LUNGevity Launches Lung Cancer Program To Help Clinical Trial Participants

By: Sarah Massey, M.Sc.

Posted on: in News | Clinical Trial News

National nonprofit organization LUNGevity, is launching a Clinical Trial Ambassador Program aimed at connecting fist-time lung cancer trial participants with patients who have previously been part of a trial. A first of its kind program for lung cancer patients, the mentoring service will help prospective clinical trial participants understand more about the process, and how they can approach their doctor with questions.

Clinical trials investigating new therapies for lung cancer have significantly grown in numbers over the past several years. These studies provide patients with the latest in cancer treatments, and participation can help support new drug approvals.

The US Food and Drug Administration (FDA) approved a record number of new drugs in 2015, with seven new approved treatments for lung cancer hitting the market. Over 120 experimental lung cancer therapies are currently in the pharmaceutical pipeline, making lung cancer drug development a robust area of research.

“The therapies approved in the last five years would not exist without successful clinical trial research,” said Andrea Ferris, president and chairman of LUNGevity Foundation. “LUNGevity is proud to play a role in supporting both the patient experience and vital scientific progress by pairing potential lung cancer trial participants with those who have already undergone the process.”

Approximately one in every 15 Americans will be diagnosed with lung cancer in their lifetime. Around 60 percent of all new cases of the disease have been diagnosed in people who have never smoked or are former smokers.

Donor support has allowed LUNGevity to provide this mentorship program to patients at no cost to them. The foundation encourages both prospective mentors and those interested in becoming mentees, to apply through the LUNGevity website.

“Many people are fearful or uncertain about clinical trials because they know so little about them said Ferris. “LUNGevity’s program aims to provide useful information that can answer their questions from a patient’s perspective.”

# Tasks and exercises:
(A) Return from the LUNGevity article the part that opens with the words containing "Clinical trials investigating" and closes with "area of research.".
(B) Answer these from the LUNGevity article:
(i) How many new lung cancer treatments approved by the FDA reached the market in 2015?
(ii) What positions does Andrea Ferris hold?
(iii) What has allowed LUNGevity to offer the mentorship program at no cost to patients?
(C) Which numbers in the LUNGevity article are written in digits rather than words? List every one.

# Excerpted data:
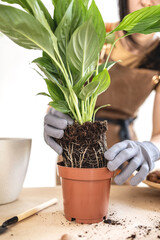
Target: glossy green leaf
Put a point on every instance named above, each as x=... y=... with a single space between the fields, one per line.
x=22 y=3
x=85 y=2
x=145 y=20
x=63 y=31
x=43 y=94
x=104 y=81
x=25 y=30
x=60 y=106
x=60 y=9
x=98 y=23
x=73 y=18
x=82 y=51
x=78 y=15
x=47 y=64
x=54 y=91
x=78 y=86
x=88 y=90
x=110 y=38
x=108 y=67
x=54 y=2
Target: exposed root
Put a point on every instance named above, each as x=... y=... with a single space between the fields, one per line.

# Responses by item number:
(A)
Clinical trials investigating new therapies for lung cancer have significantly grown in numbers over the past several years. These studies provide patients with the latest in cancer treatments, and participation can help support new drug approvals.

The US Food and Drug Administration (FDA) approved a record number of new drugs in 2015, with seven new approved treatments for lung cancer hitting the market. Over 120 experimental lung cancer therapies are currently in the pharmaceutical pipeline, making lung cancer drug development a robust area of research.

(B)
(i) Seven.
(ii) President and chairman of LUNGevity Foundation.
(iii) Donor support.

(C)
2015
120
15
60